Objet de l'exercice ▸ Recopiez mot pour mot l'extrait sur la prise d'acte de la rupture du contrat de travail.

:: Extrait du document ::

Un salarié vous informe qu’il prend acte de la rupture de son contrat de travail ? Pas d’affolement, ce sont les risques du métier ! Voici toutes les informations dont vous aurez besoin pour sortir indemne de cette situation, la procédure à suivre, les démarches à accomplir, les petites choses à éviter et surtout les indemnités que vous devrez verser… ou non !
- Tout d’abord, la prise d’acte c’est quoi ?
Il s’agit d’un mode de rupture du contrat de travail à l’initiative du salarié. Ainsi, le salarié qui s’estime victime de manquements de la part de son employeur peut, par la prise d’acte, quitter son poste de travail et rompre, sans préavis, son contrat. Il devra ensuite saisir le juge afin qu’il se prononce sur les conséquences de cette rupture : licenciement sans cause réelle et sérieuse ou démission.
La prise d’acte place donc l’employeur dans une situation délicate puisqu’il se trouve soudainement privé d’un salarié et devra se confronter à une procédure prud’homale.
Cette procédure pourra toutefois se retourner contre le salarié et évoluer en faveur de l’employeur. En effet, si le juge estime que les manquements invoqués ne sont pas suffisamment graves pour justifier la rupture du contrat de travail aux torts de l’employeur, aucun centime ne sera alors dû au salarié.
- Que faire face à une prise d’acte ?
- Remettre les documents de fin de contrat
Dès lors que l’employeur prend connaissance de la prise d’acte, le contrat de travail se trouve rompu et le salarié ne pourra pas revenir sur sa décision et la rétracter. Le salarié peut donc quitter l’entreprise sans avoir à respecter un préavis.
L’employeur sera donc tenu, à cette date, de remettre au salarié les documents de fin de contrat, c’est-à-dire :
- Un certificat de travail
- L’attestation Pôle emploi
- Un reçu pour solde de tout compte
- L’état récapitulatif de l’épargne salariale du salarié si celui-ci à adhérer à des mécanismes d’intéressement et de participation.

:::
:: Contenu des données ::

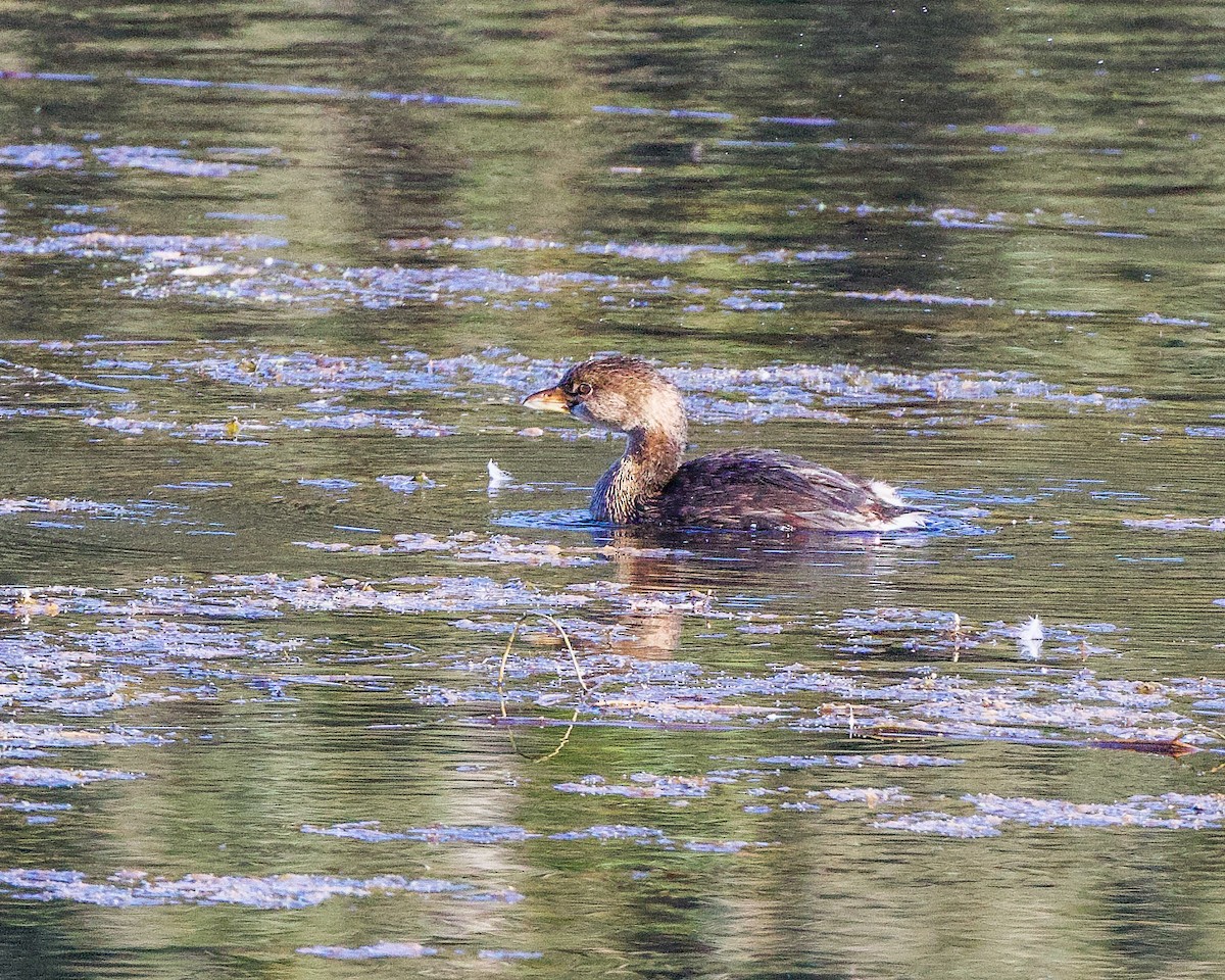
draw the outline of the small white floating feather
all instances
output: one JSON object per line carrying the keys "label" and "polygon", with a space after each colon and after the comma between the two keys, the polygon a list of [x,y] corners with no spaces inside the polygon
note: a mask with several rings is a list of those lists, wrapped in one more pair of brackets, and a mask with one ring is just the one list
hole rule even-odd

:::

Réponse attendue ▸
Un salarié vous informe qu’il prend acte de la rupture de son contrat de travail ? Pas d’affolement, ce sont les risques du métier ! Voici toutes les informations dont vous aurez besoin pour sortir indemne de cette situation, la procédure à suivre, les démarches à accomplir, les petites choses à éviter et surtout les indemnités que vous devrez verser… ou non !
- Tout d’abord, la prise d’acte c’est quoi ?
Il s’agit d’un mode de rupture du contrat de travail à l’initiative du salarié. Ainsi, le salarié qui s’estime victime de manquements de la part de son employeur peut, par la prise d’acte, quitter son poste de travail et rompre, sans préavis, son contrat. Il devra ensuite saisir le juge afin qu’il se prononce sur les conséquences de cette rupture : licenciement sans cause réelle et sérieuse ou démission.
La prise d’acte place donc l’employeur dans une situation délicate puisqu’il se trouve soudainement privé d’un salarié et devra se confronter à une procédure prud’homale.
Cette procédure pourra toutefois se retourner contre le salarié et évoluer en faveur de l’employeur. En effet, si le juge estime que les manquements invoqués ne sont pas suffisamment graves pour justifier la rupture du contrat de travail aux torts de l’employeur, aucun centime ne sera alors dû au salarié.
- Que faire face à une prise d’acte ?
- Remettre les documents de fin de contrat
Dès lors que l’employeur prend connaissance de la prise d’acte, le contrat de travail se trouve rompu et le salarié ne pourra pas revenir sur sa décision et la rétracter. Le salarié peut donc quitter l’entreprise sans avoir à respecter un préavis.
L’employeur sera donc tenu, à cette date, de remettre au salarié les documents de fin de contrat, c’est-à-dire :
- Un certificat de travail
- L’attestation Pôle emploi
- Un reçu pour solde de tout compte
- L’état récapitulatif de l’épargne salariale du salarié si celui-ci à adhérer à des mécanismes d’intéressement et de participation.